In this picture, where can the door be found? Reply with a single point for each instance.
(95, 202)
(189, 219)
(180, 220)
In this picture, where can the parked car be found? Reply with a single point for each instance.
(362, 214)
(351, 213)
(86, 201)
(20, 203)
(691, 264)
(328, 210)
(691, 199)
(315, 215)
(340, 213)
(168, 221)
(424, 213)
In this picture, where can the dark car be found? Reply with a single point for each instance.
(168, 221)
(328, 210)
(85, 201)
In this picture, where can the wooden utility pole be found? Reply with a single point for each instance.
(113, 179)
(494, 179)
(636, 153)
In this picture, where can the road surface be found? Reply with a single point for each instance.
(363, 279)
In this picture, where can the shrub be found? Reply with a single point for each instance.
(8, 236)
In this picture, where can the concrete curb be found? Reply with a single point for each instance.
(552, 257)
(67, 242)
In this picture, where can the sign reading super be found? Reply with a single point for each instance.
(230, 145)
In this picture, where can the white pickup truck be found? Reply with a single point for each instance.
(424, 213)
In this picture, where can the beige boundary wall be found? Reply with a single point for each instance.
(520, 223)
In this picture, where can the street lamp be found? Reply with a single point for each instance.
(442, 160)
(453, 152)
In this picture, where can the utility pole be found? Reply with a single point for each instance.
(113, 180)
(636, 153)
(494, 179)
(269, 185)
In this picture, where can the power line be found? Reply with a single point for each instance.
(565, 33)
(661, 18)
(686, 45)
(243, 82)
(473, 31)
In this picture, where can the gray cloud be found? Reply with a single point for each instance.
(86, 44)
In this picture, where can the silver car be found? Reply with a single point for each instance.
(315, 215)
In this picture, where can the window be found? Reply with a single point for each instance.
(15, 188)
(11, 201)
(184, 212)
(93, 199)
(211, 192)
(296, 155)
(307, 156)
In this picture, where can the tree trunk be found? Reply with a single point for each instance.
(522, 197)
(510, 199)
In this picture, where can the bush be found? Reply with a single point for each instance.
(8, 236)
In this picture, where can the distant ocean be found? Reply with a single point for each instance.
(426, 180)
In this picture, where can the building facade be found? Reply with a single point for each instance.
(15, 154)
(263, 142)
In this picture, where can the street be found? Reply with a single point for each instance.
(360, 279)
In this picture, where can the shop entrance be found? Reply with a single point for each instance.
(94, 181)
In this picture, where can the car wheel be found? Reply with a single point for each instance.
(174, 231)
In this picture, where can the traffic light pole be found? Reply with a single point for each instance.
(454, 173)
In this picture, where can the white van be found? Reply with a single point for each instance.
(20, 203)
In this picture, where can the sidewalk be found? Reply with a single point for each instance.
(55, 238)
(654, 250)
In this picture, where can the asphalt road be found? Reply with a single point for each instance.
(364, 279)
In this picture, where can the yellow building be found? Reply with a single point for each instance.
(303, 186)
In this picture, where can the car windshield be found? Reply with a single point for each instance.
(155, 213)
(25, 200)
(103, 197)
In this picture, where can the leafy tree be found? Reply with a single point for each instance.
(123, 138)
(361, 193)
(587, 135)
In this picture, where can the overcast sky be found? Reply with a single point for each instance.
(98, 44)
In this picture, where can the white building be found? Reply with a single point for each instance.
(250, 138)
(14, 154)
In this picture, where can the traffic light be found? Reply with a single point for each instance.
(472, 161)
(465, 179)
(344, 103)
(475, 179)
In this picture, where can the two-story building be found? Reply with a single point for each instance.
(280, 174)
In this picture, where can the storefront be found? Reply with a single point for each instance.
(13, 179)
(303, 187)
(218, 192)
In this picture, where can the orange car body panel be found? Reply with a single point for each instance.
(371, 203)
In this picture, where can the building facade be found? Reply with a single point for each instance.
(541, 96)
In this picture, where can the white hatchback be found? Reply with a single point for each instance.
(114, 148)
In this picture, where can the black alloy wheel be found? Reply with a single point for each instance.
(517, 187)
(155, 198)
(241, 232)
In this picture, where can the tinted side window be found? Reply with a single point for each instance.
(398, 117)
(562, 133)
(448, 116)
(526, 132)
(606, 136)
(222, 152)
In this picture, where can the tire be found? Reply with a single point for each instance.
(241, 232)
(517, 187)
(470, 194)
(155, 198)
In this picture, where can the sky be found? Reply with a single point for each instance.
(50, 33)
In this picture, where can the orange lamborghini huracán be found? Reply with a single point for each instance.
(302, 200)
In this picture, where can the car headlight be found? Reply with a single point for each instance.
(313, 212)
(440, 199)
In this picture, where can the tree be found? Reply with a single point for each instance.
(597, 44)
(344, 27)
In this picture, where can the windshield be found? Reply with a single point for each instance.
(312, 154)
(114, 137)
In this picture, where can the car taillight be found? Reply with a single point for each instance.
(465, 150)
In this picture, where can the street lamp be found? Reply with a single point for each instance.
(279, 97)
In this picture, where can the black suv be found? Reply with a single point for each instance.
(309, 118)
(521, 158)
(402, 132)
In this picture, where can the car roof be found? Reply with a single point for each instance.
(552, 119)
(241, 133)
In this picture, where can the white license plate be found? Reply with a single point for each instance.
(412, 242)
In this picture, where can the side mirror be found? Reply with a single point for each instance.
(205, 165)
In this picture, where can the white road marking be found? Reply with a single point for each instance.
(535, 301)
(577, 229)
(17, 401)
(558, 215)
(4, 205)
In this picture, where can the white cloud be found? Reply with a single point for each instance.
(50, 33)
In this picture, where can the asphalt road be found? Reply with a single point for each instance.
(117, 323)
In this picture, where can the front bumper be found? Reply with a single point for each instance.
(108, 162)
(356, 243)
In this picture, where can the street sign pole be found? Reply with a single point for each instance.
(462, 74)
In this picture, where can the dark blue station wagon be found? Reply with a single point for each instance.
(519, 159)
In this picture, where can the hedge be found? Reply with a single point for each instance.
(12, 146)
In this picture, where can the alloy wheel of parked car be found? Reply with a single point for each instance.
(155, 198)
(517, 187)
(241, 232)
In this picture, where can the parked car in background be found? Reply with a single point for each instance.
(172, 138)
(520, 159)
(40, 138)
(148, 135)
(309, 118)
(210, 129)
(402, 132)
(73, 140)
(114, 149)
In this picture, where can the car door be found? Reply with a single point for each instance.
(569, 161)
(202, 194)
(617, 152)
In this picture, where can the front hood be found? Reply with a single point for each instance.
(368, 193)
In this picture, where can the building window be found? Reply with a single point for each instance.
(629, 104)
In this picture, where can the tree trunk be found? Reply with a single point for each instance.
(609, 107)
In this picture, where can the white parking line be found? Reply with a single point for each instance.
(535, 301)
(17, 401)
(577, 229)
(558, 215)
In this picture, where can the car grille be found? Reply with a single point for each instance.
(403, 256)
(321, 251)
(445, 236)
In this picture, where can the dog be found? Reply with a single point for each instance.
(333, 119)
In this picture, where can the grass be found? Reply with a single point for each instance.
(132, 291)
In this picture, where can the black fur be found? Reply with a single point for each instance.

################

**Work to do**. Return the line that contains "In this picture, where can the street sign" along with every line after it through the end of the entries, exactly, adding nothing.

**Written reply**.
In this picture, where can the street sign pole be found? Reply with a single point for each instance.
(462, 74)
In this picture, where can the dark blue station wagon be found? Reply with a single point for each instance.
(519, 159)
In this picture, where can the hedge be found? Reply with a single point for each instance.
(12, 146)
In this picture, where can the alloy wheel of parked car be found? Reply with a single point for each instance.
(155, 198)
(517, 187)
(241, 232)
In this picture, where can the parked car in background be found? Reply with a single point for each instance.
(172, 138)
(520, 159)
(40, 138)
(148, 135)
(309, 118)
(210, 129)
(402, 132)
(73, 140)
(114, 149)
In this picture, where can the car door be found? Reply with a single point for each instance.
(569, 161)
(202, 194)
(617, 152)
In this picture, where can the front hood be found? Reply with a single point for each instance.
(368, 193)
In this picture, where can the building window be found? Reply with a single point for each instance.
(629, 104)
In this picture, where can the tree trunk be found? Reply with a single point for each instance.
(609, 107)
In this picture, where can the white parking line be found? Reply with a single point for each instance.
(535, 301)
(17, 401)
(577, 229)
(558, 215)
In this picture, where can the car grille be found? Reply with a single point for each instance.
(403, 256)
(321, 251)
(445, 236)
In this picture, where can the dog be found? Reply with a single point for each instance.
(333, 119)
In this picture, where can the grass be found? Reply with a single point for each instance.
(132, 291)
In this picture, where can the black fur be found? Reply with a single point for each instance.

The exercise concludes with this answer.